Please find every line in the records below that contains the word "facade" and copy each of those lines.

________________

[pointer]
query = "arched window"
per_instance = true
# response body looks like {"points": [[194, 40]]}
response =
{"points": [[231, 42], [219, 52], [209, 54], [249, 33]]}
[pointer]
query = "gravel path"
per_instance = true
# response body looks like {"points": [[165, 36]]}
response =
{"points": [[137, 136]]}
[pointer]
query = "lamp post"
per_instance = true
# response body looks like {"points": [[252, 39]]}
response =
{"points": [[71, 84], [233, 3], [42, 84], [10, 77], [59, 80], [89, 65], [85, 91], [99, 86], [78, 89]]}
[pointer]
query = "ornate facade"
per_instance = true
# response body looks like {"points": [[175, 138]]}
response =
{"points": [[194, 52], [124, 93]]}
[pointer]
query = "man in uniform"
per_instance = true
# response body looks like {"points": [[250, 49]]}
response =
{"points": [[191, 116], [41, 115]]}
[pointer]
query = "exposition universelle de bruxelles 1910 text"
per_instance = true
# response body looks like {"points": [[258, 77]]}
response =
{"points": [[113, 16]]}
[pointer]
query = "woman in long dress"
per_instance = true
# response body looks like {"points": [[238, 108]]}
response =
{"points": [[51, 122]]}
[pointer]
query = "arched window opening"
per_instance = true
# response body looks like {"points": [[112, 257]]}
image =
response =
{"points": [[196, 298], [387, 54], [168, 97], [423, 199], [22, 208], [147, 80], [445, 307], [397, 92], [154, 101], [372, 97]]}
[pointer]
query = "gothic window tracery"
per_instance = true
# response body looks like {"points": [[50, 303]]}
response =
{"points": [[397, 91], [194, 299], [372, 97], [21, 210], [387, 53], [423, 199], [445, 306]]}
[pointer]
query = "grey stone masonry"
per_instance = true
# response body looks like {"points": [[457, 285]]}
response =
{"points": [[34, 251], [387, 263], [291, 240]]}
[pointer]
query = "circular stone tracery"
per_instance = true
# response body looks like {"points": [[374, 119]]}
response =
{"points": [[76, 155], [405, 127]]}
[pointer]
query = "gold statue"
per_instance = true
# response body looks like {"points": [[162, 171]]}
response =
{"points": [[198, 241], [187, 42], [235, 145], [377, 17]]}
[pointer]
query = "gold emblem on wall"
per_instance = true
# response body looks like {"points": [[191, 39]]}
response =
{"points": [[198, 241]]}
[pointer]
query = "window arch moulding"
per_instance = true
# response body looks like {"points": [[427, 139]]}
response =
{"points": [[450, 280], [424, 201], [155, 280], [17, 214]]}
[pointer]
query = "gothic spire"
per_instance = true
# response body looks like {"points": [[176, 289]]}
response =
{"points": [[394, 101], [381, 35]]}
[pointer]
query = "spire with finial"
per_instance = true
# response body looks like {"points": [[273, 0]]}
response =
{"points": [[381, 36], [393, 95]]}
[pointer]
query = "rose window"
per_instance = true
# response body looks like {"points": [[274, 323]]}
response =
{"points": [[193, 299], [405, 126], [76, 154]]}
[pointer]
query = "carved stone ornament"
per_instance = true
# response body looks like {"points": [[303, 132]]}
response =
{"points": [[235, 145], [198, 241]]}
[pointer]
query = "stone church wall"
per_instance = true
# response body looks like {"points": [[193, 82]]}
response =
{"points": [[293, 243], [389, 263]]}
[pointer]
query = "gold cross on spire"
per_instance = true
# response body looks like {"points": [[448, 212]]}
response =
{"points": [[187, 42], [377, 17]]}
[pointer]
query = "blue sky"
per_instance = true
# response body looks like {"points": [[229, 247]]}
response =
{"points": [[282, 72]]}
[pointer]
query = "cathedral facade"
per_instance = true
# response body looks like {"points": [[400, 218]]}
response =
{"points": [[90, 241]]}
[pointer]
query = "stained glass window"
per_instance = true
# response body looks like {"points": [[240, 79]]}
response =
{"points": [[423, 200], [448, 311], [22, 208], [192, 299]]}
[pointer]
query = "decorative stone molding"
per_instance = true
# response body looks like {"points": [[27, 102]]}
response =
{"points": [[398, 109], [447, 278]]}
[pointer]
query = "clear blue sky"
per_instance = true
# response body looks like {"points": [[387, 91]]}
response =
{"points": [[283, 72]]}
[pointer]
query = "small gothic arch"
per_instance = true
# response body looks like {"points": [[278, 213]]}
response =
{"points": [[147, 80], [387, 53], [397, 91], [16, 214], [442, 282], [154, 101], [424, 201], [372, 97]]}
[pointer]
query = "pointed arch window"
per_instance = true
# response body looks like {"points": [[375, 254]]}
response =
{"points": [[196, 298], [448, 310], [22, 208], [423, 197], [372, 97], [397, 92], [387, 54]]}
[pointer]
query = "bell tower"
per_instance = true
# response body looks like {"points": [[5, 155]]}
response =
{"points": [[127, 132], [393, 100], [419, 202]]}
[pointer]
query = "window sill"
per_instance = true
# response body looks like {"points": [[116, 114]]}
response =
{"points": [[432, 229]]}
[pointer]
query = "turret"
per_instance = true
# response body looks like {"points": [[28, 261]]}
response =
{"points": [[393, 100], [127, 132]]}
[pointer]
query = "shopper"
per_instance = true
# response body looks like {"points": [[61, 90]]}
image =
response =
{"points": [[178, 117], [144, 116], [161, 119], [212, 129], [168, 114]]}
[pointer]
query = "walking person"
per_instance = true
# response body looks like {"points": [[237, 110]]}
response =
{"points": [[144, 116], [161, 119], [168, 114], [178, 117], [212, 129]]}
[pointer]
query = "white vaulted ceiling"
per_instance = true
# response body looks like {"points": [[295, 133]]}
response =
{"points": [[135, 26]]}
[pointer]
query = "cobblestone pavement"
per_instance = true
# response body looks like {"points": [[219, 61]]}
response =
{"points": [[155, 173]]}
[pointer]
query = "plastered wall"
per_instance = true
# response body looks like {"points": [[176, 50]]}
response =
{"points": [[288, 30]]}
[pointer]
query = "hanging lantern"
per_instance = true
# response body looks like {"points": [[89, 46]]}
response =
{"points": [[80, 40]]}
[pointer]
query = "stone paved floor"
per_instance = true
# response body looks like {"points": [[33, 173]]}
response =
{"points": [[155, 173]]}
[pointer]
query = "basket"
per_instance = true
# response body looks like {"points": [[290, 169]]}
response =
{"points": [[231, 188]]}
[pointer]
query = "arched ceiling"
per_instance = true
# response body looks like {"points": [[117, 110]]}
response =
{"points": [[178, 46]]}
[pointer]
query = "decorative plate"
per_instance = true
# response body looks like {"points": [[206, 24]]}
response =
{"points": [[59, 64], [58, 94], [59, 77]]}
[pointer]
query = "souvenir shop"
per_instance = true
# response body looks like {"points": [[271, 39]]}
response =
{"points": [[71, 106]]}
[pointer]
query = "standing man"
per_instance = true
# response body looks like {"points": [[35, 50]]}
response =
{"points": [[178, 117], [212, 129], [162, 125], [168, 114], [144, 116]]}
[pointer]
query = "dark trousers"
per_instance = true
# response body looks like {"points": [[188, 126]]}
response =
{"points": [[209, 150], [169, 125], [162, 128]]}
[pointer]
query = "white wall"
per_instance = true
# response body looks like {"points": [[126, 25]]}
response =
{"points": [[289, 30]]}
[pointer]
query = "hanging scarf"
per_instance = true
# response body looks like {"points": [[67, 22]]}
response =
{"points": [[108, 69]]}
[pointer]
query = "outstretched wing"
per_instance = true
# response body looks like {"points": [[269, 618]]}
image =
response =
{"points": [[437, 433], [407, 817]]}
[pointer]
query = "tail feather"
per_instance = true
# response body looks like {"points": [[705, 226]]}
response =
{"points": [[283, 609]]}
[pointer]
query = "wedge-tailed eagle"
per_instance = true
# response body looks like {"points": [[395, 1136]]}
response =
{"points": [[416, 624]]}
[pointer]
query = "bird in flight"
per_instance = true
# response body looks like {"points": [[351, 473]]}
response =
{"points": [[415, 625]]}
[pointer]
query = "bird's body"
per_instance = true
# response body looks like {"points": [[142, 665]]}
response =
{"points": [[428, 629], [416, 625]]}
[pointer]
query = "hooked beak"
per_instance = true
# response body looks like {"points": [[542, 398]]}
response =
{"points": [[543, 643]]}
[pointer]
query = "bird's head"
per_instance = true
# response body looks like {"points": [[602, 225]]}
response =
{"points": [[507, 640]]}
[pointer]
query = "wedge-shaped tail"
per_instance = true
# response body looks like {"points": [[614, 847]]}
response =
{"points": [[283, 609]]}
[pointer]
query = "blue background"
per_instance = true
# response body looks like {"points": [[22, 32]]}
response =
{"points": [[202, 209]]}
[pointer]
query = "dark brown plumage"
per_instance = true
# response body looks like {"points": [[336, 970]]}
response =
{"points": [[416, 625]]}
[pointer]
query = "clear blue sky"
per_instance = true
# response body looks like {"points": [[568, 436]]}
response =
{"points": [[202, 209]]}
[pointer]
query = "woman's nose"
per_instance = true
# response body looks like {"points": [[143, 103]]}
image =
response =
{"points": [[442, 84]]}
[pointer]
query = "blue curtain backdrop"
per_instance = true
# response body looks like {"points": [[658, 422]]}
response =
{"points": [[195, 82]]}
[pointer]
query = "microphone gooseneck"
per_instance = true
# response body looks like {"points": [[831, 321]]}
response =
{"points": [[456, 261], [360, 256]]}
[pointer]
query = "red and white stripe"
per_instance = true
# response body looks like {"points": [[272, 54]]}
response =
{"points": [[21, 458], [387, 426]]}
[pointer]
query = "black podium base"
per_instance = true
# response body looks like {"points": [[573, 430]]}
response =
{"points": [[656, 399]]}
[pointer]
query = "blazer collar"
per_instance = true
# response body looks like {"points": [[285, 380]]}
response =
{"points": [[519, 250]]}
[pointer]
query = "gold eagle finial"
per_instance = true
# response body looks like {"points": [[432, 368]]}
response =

________________

> [Solution to the exercise]:
query = "ornate facade"
query = "cathedral facade"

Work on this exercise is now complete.